YOUR TASK. Copy the data below word for word, from the first line through the line containing "x=125 y=516", and include that line.

Dataset excerpt:
------------------------------------------------------------

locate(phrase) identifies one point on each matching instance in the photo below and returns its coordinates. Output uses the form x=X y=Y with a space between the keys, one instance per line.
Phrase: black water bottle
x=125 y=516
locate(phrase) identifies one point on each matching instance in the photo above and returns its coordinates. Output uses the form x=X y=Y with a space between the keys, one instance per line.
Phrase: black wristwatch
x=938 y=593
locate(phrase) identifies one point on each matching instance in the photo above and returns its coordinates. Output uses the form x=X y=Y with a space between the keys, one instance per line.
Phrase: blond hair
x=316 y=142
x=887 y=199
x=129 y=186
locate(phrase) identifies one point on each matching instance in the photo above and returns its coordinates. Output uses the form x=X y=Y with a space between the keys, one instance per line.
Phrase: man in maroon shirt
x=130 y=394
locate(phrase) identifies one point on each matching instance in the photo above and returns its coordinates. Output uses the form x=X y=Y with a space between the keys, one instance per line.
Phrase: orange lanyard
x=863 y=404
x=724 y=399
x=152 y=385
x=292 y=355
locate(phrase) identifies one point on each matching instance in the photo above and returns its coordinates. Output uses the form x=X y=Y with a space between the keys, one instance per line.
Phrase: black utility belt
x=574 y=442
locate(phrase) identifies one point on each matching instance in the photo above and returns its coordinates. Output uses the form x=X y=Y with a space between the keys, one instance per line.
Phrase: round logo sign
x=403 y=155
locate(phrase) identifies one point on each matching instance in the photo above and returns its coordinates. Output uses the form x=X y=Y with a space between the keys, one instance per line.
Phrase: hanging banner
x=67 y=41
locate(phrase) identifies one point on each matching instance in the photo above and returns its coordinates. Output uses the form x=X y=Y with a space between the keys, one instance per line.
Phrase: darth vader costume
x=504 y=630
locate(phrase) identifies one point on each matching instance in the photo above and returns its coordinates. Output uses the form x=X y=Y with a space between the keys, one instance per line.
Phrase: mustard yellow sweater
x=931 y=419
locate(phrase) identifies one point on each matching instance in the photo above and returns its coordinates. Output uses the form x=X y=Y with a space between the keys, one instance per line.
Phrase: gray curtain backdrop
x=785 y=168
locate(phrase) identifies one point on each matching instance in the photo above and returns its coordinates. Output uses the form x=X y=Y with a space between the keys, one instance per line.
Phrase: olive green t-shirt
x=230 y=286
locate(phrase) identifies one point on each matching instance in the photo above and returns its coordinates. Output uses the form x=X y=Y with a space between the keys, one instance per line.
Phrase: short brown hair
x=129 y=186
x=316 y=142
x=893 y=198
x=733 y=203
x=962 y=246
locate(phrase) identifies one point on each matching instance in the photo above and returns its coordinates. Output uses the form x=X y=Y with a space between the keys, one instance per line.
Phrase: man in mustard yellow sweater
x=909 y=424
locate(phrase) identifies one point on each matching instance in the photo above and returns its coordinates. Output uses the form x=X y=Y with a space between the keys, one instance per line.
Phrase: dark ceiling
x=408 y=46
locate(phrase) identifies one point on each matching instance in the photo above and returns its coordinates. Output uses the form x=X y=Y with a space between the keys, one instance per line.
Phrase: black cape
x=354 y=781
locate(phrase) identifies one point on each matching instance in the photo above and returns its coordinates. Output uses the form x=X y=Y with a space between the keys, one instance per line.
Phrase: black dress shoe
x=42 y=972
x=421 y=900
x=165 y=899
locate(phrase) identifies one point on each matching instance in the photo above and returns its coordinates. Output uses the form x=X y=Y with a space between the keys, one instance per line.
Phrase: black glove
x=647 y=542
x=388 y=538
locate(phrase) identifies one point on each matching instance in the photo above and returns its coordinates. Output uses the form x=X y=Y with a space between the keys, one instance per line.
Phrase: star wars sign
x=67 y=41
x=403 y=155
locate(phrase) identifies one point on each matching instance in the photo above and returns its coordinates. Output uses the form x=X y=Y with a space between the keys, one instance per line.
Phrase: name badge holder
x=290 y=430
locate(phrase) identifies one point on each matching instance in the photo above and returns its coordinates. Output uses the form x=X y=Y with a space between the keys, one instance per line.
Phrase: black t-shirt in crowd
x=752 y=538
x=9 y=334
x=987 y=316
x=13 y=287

------------------------------------------------------------

SOLVED PROBLEM.
locate(phrase) identifies one point on each matching instance in the photo below and returns its coordinates. Output uses the form x=X y=Y with a space between the keys, one instance per line.
Phrase: black water bottle
x=125 y=516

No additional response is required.